**PROVIDED PASSAGE**.

Technologies used: Python, HuggingFace, Natural Language Processing, Named Entity Recognition.

Performance Metric

The project employs accuracy as the performance metric for evaluating the model. Accuracy is defined as the ratio of correct predictions to the total number of annotations in the news_articles-gold dataset. This metric is chosen because alternative predictions for companies not in the company collection file may still be valid.

Prerequisites

Ensure the presence of the HUGGINGFACEHUB_API_KEY in the .env file in the project folder. Use the following format: HUGGINGFACEHUB_API_KEY=xxx. Access the file from the terminal with:

nano .env

Activate the virtual environment. If not available, create a new virtual environment using the provided requirements.txt file:

python3 -m venv venv
. venv/bin/activate
python3 -m pip install -r requirements.txt

Finally run the Python script:

python main.py

Wait for the script to finish, and a new news_articles-linked.jsonl file will be generated.

**USING THE INFORMATION**.
1. Write out the portion of the project description between "python3 -m venv" and "will be generated.", inclusive.
2. Answer these questions using the project description:
(a) Which performance metric does the project use to evaluate the model?
(b) What key must be present in the .env file?
(c) What file is generated once the script finishes?
3. Condense the paragraph of the project description beginning "The project employs accuracy" into a bulleted list that keeps its main facts.

**DATASET ENTRIES**.
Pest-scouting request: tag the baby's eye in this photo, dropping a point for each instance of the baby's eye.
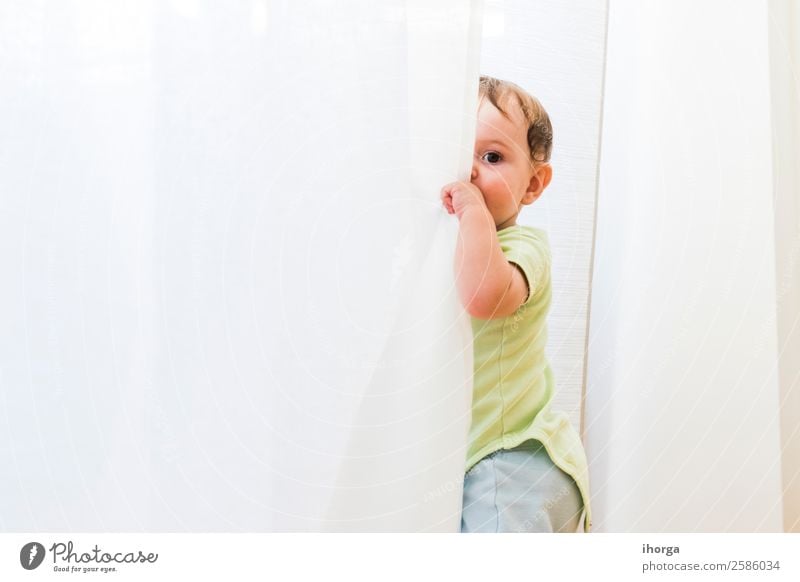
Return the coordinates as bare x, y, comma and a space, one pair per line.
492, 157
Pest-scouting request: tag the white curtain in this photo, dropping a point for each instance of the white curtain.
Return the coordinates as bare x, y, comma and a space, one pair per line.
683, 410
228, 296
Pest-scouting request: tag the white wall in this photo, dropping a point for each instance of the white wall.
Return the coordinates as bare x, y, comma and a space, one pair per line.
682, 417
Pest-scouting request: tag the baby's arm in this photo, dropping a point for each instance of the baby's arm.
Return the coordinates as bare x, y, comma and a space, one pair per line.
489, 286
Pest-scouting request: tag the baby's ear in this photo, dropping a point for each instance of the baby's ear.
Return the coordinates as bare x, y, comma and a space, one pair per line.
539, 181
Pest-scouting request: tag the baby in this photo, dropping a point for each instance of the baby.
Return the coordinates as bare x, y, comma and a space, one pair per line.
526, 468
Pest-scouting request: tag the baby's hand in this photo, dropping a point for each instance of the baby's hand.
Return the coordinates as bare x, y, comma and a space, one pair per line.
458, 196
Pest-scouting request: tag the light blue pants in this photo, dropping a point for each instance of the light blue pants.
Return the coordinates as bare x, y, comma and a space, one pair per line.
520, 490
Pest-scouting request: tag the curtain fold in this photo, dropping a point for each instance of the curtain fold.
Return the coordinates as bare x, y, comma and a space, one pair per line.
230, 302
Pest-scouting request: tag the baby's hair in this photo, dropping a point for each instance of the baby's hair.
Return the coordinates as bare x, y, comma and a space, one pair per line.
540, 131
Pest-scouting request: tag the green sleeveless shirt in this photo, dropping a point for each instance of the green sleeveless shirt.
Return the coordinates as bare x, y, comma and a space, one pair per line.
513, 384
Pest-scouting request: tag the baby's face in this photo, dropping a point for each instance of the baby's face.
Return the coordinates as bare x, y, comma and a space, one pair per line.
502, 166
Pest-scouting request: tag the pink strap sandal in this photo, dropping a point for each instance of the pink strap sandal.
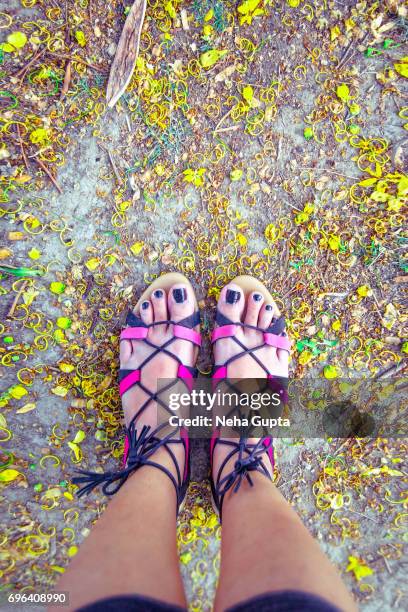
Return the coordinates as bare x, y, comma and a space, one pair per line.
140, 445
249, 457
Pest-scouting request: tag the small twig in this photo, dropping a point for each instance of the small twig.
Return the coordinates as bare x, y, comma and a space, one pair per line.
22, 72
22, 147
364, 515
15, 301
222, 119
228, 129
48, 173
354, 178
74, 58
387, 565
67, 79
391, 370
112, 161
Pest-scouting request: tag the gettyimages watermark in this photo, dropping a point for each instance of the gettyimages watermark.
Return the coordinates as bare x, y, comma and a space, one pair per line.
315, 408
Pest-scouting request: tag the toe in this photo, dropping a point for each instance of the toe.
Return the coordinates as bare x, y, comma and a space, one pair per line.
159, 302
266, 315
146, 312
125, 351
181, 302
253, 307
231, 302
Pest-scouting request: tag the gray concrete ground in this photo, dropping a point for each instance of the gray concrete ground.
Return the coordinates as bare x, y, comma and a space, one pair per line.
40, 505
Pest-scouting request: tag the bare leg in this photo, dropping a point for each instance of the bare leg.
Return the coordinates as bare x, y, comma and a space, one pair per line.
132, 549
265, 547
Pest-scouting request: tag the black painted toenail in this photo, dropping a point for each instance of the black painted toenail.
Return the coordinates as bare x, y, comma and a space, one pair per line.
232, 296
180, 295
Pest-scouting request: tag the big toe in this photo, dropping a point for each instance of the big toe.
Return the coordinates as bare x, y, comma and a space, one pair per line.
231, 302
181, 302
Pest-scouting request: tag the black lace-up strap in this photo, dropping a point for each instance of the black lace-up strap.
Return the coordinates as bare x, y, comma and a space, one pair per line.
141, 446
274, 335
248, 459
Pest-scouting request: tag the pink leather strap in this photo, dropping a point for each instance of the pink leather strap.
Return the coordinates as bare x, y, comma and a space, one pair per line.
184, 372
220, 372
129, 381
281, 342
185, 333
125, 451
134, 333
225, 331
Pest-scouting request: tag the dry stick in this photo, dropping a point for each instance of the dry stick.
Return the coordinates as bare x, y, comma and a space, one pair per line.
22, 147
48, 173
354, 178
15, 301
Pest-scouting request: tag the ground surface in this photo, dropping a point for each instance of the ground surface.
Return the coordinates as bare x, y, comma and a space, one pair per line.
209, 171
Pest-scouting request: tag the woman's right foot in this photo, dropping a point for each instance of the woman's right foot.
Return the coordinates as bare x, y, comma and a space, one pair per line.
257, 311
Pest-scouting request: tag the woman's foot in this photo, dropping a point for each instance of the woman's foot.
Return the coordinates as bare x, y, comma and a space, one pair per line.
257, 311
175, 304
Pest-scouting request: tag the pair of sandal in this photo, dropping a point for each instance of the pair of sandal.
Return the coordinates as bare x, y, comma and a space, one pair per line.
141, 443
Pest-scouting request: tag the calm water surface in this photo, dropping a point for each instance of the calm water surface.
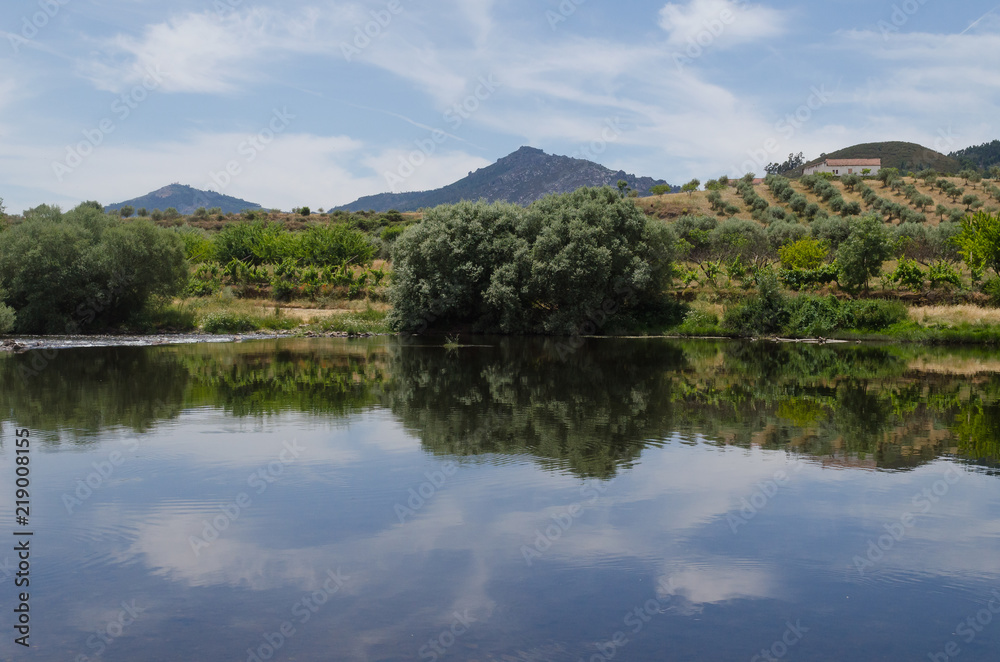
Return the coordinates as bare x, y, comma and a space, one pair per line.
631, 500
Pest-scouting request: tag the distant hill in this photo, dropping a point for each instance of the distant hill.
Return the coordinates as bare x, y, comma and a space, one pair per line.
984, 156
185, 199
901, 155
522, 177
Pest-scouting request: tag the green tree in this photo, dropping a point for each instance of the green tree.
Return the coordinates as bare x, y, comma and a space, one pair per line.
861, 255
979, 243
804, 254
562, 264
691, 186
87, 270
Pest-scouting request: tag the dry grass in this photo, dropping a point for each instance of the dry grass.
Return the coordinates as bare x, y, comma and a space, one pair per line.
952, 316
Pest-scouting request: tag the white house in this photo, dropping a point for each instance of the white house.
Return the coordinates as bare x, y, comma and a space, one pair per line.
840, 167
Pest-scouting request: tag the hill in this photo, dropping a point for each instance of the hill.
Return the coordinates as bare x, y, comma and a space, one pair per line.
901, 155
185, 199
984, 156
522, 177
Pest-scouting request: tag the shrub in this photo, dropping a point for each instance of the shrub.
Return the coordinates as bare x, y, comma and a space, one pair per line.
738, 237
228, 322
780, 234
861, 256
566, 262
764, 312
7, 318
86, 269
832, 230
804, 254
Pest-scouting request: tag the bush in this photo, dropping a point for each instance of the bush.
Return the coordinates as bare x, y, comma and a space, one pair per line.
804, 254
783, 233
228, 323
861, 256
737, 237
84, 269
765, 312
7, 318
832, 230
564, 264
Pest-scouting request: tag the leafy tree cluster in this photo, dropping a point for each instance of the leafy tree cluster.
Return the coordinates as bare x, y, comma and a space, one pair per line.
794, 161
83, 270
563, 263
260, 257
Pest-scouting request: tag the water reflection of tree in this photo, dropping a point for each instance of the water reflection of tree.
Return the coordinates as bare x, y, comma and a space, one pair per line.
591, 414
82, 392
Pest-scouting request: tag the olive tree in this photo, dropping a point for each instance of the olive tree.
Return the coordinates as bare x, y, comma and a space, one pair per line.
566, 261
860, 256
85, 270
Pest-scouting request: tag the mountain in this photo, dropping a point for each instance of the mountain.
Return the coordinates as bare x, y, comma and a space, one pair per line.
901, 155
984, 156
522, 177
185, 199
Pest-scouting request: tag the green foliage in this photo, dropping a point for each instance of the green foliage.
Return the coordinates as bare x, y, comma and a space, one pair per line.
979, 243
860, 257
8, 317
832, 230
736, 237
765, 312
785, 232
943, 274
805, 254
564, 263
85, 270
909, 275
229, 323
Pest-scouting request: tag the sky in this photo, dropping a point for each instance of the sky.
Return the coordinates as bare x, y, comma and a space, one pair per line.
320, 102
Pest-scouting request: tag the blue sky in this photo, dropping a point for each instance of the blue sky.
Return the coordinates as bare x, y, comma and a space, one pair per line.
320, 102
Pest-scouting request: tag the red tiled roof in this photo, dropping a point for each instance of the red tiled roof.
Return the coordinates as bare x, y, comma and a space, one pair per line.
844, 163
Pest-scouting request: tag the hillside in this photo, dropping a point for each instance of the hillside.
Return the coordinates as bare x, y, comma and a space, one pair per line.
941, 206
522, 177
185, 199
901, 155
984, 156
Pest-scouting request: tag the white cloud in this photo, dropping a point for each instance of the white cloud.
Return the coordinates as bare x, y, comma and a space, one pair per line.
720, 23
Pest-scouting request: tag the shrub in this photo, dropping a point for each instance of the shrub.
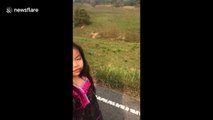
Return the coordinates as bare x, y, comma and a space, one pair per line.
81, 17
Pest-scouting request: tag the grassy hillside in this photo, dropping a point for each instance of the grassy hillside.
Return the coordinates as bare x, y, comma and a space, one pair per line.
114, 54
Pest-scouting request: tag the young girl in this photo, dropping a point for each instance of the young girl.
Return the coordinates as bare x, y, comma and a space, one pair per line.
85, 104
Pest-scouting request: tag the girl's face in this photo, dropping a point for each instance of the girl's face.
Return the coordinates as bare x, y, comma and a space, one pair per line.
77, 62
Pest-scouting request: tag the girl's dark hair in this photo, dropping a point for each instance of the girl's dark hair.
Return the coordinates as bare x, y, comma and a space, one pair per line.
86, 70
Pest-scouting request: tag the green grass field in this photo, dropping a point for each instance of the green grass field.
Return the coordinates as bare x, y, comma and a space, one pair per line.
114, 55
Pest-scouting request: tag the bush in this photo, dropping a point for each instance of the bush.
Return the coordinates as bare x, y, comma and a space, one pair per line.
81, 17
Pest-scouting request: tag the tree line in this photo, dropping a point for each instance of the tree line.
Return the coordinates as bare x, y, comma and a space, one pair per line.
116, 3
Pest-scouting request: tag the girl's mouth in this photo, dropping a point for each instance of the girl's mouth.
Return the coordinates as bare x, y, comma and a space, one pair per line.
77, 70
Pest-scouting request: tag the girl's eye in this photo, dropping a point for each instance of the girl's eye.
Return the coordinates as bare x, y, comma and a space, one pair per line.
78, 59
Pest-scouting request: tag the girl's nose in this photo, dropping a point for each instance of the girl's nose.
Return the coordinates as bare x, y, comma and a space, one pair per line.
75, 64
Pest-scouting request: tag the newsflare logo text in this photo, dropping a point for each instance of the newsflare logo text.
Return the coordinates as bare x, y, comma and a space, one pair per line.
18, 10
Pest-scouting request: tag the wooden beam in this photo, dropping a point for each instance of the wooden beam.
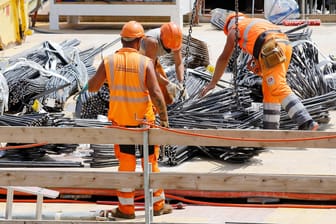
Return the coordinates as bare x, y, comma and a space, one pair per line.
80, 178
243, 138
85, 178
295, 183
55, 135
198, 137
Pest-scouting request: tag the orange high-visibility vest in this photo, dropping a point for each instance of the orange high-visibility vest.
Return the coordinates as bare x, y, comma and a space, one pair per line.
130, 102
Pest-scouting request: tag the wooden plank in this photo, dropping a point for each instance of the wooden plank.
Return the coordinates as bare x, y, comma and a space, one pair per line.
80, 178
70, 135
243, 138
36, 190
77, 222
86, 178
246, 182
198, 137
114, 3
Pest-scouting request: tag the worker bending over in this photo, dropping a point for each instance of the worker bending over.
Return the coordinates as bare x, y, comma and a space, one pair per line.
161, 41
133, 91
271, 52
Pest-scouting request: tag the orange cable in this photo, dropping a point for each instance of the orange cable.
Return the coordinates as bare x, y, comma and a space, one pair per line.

**WRITTEN ANSWERS**.
1.
python3 -m venv venv
. venv/bin/activate
python3 -m pip install -r requirements.txt

Finally run the Python script:

python main.py

Wait for the script to finish, and a new news_articles-linked.jsonl file will be generated.

2.
(a) Accuracy.
(b) HUGGINGFACEHUB_API_KEY.
(c) A new news_articles-linked.jsonl file.

3.
- Metric: accuracy is used to evaluate the model.
- Definition: the ratio of correct predictions to the total number of annotations in the news_articles-gold dataset.
- Reason for choice: alternative predictions for companies not in the company collection file may still be valid.